● **Kutipan**
Thursday, February 26, 2009

Ibu

Ia perlu satu tongkat untuk berjalan. Bukan untuk menyangga tubuhnya. Tongkat itu mengganti matanya. Sejak tahun lalu, ia tidak bisa lagi melihat. Ibu sudah buta. Bukan karena sakit, tapi matanya termakan usia. Walau tak melihat, ia mengenal suara. Ibu melihat dengan hati dan nurani.

Usia ibu sudah delapan puluh tahun. Walau tak ada identitas yang bisa menunjukkan berapa usianya. Tapi dari tubuh ringkihnya tergambar kalau ia tidak lagi muda. Dari rahimnya lahir satu lusin manusia baru. Saya salah satunya. Anak keduabelas dari duabelas bersaudara. Enam dari anaknya telah pergi.

Perempuan itu ibu saya. Namanya Laci. Orang akrab memanggilnya dengan Nek Ombon. Maklum waktu masih muda, ia paling suka membawa jarai, yang dalam bahasa Dayak Angan disebut ombon atau kebondon.

● **Data Mentah**

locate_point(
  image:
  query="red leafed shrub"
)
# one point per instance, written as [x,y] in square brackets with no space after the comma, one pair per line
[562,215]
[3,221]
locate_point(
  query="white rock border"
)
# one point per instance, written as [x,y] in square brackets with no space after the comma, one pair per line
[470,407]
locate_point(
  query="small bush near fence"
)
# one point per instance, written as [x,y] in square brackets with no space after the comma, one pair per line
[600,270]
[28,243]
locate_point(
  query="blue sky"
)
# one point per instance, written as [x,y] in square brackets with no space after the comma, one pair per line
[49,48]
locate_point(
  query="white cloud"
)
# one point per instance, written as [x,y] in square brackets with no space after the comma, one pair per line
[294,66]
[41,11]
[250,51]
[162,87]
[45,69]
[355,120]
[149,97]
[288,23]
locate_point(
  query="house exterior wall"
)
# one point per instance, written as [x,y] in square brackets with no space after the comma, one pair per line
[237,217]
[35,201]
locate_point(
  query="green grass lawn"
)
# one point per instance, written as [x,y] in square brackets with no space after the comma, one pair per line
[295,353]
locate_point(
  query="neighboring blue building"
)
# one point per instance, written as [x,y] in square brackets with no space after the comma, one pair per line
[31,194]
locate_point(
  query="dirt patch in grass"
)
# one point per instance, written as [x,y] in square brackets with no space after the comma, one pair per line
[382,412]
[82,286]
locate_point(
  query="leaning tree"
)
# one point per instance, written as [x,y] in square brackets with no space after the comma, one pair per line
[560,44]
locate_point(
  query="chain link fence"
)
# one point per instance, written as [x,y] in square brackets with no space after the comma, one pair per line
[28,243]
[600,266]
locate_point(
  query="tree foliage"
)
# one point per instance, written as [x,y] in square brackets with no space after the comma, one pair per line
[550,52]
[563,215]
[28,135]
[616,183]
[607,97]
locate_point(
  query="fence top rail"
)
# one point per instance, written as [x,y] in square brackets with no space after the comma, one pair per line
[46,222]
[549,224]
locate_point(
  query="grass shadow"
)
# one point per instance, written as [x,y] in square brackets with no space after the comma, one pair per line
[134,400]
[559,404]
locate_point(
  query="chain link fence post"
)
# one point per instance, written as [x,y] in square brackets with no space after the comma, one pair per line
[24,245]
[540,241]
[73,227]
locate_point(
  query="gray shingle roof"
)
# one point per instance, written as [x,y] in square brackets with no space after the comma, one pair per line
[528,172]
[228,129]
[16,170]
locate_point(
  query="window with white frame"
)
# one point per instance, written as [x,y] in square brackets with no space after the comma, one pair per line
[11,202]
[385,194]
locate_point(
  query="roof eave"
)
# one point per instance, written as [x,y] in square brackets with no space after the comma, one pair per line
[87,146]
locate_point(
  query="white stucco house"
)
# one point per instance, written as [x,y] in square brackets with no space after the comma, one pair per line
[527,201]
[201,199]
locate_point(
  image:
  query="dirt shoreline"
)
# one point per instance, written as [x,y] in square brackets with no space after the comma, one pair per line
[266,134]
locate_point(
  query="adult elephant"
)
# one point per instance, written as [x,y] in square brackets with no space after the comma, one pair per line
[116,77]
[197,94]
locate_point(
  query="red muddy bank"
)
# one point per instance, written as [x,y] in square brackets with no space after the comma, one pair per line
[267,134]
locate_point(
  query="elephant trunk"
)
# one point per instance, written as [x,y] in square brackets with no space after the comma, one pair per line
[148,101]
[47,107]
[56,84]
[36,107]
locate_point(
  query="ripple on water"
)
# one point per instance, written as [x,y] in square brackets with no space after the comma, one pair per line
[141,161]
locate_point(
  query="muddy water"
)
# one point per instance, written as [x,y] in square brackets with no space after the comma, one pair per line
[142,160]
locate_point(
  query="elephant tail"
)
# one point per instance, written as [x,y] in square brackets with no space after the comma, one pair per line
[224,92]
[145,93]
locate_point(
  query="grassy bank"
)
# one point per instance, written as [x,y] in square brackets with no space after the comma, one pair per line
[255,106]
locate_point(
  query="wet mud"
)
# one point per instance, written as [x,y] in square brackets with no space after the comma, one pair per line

● **Permintaan Tertulis**
Dalam kutipan di atas, siapa nama sang ibu dan dengan sebutan apa orang akrab memanggilnya?

● **Jawaban Latihan**
Namanya Laci, dan orang akrab memanggilnya Nek Ombon.